▼

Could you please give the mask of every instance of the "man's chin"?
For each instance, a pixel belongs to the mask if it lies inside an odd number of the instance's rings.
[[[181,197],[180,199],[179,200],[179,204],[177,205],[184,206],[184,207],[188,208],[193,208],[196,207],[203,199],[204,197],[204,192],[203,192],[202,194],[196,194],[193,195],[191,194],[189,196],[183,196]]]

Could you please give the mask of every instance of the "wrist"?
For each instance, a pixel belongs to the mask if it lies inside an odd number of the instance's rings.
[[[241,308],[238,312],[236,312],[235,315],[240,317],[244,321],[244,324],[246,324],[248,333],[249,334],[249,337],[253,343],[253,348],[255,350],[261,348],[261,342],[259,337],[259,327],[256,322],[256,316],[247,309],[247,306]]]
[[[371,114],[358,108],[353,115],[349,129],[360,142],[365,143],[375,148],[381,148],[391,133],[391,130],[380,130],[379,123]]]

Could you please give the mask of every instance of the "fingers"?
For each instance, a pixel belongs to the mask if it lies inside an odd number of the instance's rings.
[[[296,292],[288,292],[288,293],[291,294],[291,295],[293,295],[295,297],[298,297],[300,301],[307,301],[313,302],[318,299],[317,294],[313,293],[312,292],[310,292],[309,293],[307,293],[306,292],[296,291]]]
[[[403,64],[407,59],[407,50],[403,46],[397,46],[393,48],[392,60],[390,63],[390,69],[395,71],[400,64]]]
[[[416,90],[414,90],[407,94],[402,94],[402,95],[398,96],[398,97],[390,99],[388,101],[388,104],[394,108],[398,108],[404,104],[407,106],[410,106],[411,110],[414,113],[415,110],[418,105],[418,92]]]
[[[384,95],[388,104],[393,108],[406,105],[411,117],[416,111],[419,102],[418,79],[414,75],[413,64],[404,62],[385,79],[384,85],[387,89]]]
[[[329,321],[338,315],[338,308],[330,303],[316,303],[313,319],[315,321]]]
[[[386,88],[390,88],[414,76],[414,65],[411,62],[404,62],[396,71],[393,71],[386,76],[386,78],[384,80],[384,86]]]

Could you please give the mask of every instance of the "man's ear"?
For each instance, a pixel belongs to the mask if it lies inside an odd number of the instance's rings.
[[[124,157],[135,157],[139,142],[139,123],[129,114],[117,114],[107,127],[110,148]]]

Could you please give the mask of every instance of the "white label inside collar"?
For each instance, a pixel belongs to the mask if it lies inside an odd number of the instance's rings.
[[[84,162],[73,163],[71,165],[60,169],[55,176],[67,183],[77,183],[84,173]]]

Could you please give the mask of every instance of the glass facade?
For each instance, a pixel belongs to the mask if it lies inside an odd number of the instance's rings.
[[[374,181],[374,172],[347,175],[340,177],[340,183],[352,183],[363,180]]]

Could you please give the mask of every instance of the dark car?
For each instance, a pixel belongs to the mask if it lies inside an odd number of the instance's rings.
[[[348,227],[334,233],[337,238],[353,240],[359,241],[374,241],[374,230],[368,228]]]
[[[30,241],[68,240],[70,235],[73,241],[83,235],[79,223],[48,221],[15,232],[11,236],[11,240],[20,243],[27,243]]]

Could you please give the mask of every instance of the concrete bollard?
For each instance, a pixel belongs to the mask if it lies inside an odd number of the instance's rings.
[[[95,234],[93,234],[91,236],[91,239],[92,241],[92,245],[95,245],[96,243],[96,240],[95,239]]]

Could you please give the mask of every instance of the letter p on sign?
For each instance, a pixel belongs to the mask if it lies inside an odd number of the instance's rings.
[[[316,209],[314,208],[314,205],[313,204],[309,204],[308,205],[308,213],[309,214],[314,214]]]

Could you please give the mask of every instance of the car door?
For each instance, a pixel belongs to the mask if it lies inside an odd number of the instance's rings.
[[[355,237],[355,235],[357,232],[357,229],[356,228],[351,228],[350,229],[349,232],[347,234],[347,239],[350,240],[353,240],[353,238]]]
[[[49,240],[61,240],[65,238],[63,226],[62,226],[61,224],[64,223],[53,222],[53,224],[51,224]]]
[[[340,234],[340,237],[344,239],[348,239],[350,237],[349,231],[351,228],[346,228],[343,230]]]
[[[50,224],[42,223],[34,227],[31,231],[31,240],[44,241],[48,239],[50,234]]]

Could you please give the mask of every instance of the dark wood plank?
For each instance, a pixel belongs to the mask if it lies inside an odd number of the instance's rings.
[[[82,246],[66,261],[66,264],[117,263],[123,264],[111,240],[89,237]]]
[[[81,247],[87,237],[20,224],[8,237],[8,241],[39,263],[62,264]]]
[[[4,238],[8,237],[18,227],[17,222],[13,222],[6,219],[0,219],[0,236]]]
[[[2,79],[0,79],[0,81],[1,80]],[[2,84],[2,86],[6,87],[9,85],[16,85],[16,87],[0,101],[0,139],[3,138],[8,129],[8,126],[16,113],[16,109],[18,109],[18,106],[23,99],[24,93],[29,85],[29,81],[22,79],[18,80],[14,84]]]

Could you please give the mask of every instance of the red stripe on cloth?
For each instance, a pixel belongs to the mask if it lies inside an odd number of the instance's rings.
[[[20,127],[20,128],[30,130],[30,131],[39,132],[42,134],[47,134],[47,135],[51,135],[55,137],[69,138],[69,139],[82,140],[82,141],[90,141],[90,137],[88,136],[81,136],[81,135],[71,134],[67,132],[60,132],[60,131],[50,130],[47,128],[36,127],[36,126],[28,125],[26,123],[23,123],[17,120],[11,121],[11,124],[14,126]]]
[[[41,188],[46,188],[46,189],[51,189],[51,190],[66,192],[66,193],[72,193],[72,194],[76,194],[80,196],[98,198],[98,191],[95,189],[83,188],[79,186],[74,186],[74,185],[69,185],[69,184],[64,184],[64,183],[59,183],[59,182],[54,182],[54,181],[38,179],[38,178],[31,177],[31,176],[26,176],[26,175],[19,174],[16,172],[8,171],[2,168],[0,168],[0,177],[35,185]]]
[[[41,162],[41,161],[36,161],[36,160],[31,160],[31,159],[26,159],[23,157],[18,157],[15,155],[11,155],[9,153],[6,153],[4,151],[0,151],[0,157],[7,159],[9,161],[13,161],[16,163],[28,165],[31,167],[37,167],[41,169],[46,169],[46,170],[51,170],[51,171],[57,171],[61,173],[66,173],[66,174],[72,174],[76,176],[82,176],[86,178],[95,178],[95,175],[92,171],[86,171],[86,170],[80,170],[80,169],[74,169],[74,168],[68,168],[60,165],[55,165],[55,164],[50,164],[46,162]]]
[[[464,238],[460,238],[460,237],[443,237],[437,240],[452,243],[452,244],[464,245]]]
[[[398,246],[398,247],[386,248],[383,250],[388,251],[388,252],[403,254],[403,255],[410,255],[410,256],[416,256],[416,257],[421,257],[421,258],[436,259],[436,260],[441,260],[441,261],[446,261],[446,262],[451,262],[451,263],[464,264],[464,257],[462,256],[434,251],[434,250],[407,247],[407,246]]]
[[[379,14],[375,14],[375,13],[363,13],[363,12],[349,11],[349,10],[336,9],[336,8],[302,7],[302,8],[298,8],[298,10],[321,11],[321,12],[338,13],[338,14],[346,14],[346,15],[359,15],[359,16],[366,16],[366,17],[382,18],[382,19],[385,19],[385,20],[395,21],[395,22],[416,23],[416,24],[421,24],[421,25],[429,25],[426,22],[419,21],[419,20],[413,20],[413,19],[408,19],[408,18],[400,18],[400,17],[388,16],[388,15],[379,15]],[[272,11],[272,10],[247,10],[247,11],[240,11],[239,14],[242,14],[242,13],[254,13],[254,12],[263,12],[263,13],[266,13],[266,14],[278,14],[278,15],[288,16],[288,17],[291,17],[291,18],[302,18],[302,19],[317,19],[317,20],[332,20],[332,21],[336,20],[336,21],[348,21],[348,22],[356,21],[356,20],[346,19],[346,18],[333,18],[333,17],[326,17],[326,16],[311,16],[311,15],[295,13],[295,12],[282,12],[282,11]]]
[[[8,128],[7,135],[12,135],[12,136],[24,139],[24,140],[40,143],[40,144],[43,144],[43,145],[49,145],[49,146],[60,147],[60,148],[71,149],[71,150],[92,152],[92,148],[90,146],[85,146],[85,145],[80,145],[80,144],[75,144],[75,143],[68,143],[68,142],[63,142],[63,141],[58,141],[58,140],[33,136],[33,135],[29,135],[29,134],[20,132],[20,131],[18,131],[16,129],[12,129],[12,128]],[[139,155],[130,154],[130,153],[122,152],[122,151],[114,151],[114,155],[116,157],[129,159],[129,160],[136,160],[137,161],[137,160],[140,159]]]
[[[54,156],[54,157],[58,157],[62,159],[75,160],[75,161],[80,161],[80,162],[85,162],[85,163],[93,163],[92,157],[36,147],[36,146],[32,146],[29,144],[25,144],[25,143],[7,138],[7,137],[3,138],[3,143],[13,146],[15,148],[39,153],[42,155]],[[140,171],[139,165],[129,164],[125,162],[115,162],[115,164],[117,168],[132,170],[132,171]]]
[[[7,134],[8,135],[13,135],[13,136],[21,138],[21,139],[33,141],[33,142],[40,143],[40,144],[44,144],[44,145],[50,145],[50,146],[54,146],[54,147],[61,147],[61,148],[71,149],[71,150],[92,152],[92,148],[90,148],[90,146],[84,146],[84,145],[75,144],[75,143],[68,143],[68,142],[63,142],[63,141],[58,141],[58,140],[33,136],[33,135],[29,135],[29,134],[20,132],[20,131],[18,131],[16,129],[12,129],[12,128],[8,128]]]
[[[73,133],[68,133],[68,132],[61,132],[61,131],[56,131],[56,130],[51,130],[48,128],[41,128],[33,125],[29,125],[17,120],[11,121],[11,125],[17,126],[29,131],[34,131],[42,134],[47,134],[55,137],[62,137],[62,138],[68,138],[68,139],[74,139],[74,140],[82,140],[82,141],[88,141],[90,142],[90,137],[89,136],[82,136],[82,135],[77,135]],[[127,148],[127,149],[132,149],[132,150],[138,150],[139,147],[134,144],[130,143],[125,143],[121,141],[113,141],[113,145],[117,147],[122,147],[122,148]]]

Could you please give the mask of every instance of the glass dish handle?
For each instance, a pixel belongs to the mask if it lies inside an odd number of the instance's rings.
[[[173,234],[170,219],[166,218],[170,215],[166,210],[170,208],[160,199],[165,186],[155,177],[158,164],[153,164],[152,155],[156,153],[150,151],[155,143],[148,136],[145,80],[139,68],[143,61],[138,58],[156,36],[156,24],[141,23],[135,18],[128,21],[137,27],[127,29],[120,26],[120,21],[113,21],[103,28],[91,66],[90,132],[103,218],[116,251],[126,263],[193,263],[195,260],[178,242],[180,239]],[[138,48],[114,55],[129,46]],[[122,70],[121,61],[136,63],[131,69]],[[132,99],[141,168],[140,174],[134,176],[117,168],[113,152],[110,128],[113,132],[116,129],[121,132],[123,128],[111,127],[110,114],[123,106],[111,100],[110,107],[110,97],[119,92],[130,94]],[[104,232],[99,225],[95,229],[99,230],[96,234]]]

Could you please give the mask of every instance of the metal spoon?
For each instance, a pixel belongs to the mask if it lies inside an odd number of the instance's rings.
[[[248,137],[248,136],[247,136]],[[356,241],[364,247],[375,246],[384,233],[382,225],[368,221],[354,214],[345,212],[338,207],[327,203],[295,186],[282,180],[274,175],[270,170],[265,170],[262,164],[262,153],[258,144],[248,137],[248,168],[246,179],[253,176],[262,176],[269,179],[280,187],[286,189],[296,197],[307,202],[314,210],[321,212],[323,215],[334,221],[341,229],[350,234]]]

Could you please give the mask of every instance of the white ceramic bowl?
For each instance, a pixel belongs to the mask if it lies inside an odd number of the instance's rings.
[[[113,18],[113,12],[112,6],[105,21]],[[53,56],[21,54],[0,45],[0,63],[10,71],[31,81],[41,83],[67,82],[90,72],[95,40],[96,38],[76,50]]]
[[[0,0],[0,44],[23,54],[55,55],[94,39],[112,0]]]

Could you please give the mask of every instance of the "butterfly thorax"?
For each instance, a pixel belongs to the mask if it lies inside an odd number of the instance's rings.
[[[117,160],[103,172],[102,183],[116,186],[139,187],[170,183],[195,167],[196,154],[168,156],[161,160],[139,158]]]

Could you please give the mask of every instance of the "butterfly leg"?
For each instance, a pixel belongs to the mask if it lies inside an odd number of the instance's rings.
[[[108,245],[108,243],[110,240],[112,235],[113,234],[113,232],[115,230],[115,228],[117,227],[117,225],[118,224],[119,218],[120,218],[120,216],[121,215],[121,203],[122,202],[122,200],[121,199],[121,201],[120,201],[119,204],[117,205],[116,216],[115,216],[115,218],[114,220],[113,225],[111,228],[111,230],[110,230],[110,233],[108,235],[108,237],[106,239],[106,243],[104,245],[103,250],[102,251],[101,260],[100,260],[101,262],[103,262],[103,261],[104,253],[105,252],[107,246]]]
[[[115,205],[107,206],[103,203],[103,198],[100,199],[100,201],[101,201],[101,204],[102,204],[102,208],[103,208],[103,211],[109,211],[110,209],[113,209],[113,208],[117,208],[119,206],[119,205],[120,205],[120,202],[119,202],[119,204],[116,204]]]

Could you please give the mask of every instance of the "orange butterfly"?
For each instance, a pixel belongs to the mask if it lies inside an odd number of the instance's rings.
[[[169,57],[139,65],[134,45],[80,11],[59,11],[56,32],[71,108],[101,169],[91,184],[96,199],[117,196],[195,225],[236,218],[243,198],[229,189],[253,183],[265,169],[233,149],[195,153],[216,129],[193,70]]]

▲

* WRITTEN INSTRUCTION *
How many of the lines above contain the word "white"? Reply with the number alone.

* ANSWER *
2